If one can justify humanitarianism by logic, one should also be able to justify spiritual beliefs by present day knowledge. If not, there is no point in debating. Convincingly resolving the question of God is perhaps for distant generations. The biology which is somehow already in motion must be the thing which concerns us the most, along with what we can do to affect it, just as a driver speeding over a collapsed bridge thinks not about its architects or the technical drawings for his car, but where the brakes are!
Strange things happen sometimes and you find yourself at the nexus of them. Case in point: Jack Kirby artwork.
When we ran a massive Kirby retrospective last summer, we just thought it would be fun. (It was!) Along the way, we connected with Science and Religion and corresponded with its author Iain about our mutual Kirby appreciation. Iain paints, and we like to paint sometimes (when we’re not working on our next guitar masterpiece or creative writing or blogging our butt off…)
Somewhere in that correspondence, one of us suggested the idea of creating paintings inspired by Kirby’s more cosmic works. Because if you look at Captain Victory, there’s a lot more going on artistically than just another space opera comic book. Kirby’s splash panels open up a really unique art style that doesn’t really fit in with any established school. The King took a cosmic vibe he’d been developing for years and just ran it over the top.
So we painted a few things, and Iain was painting, too. We ran the final version of his Silver Surfer painting in our 2011 review of Mars. Then it got weird. Just a few days later, Scott Edelman posted on Reddit about artist Sharon Moody. We read the column and dug a little deeper. We looked at the art gallery that represents her work and also her own web site to get a better understanding of where she’s coming from. That’s when we discovered Sharon had created a photo-realistic depiction of the same Jack Kirby Fantastic Four comic book from which Iain took his inspiration!
::::
> WHAT NEEDS TO BE DONE
In the passage about Jack Kirby artwork, where did the final version of Iain's Silver Surfer painting run? These rows are separate material, unrelated to the passage.

Stored items:
::::
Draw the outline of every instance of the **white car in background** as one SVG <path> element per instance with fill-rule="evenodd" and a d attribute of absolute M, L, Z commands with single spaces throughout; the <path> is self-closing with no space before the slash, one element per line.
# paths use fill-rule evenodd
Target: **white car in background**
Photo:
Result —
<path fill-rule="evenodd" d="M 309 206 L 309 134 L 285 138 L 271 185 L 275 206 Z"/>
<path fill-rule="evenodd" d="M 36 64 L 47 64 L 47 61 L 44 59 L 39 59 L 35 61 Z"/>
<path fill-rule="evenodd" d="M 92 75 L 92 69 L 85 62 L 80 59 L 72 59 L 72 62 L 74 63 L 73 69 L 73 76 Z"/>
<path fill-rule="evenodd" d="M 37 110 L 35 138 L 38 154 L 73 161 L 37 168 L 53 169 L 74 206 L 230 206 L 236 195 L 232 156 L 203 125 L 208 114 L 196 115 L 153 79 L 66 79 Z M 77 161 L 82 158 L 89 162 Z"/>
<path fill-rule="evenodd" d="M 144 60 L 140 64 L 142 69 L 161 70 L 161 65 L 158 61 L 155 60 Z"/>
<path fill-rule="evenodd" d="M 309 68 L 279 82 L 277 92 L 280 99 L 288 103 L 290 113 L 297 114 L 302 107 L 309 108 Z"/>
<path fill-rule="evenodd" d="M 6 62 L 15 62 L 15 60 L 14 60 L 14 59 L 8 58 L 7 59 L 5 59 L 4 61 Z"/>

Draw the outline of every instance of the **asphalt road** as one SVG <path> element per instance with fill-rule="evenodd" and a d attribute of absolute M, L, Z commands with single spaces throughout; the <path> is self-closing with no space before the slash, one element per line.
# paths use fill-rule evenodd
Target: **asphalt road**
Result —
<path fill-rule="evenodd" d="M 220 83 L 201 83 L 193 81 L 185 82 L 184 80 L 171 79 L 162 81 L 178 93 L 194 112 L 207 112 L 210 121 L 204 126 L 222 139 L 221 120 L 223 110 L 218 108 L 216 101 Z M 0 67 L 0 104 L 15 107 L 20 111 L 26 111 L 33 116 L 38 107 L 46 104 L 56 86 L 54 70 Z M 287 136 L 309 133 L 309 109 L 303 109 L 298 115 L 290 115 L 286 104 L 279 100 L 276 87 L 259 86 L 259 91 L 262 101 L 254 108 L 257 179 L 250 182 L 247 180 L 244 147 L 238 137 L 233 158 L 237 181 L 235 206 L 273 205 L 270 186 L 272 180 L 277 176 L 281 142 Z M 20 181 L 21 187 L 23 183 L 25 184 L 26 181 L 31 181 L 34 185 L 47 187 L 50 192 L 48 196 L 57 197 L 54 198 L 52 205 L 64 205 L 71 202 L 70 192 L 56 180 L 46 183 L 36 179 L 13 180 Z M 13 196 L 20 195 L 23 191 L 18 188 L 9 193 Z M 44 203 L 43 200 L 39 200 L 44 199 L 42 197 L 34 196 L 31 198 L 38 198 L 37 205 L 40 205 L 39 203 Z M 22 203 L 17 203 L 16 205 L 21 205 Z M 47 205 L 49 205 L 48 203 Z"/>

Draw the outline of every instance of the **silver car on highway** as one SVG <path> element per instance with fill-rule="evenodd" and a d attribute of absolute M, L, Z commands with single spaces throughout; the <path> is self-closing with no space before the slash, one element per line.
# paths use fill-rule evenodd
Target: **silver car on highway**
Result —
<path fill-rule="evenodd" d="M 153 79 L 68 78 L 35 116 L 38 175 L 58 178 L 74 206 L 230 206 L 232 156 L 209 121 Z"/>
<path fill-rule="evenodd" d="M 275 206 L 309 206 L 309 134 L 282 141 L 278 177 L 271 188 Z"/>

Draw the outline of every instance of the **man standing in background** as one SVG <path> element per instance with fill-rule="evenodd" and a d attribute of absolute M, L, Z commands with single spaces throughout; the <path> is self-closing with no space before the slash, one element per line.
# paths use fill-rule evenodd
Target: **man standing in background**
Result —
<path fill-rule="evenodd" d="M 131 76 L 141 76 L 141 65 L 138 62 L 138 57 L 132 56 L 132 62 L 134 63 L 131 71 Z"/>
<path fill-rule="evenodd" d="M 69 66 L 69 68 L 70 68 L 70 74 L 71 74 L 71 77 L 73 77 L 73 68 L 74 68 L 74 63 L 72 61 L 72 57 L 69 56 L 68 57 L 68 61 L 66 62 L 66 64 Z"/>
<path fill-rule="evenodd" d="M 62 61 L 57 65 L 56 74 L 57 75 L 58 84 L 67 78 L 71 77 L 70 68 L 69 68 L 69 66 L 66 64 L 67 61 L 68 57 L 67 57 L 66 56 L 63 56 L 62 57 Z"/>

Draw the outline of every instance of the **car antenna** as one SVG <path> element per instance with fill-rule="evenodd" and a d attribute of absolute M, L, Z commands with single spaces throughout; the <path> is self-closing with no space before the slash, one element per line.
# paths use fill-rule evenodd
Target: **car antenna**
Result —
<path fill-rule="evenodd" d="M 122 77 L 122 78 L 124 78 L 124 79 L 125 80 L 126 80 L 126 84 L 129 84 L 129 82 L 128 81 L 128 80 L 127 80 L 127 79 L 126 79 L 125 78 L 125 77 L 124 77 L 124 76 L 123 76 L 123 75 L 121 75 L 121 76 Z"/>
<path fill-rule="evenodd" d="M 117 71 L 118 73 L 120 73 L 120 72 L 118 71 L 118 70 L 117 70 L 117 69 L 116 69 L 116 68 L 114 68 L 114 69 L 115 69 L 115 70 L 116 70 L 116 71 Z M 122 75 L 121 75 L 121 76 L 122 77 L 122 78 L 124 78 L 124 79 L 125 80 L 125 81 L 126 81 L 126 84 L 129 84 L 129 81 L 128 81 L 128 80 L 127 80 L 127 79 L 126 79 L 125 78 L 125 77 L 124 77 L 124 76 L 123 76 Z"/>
::::
> SOLUTION TO THIS EXERCISE
It ran in the 2011 review of Mars.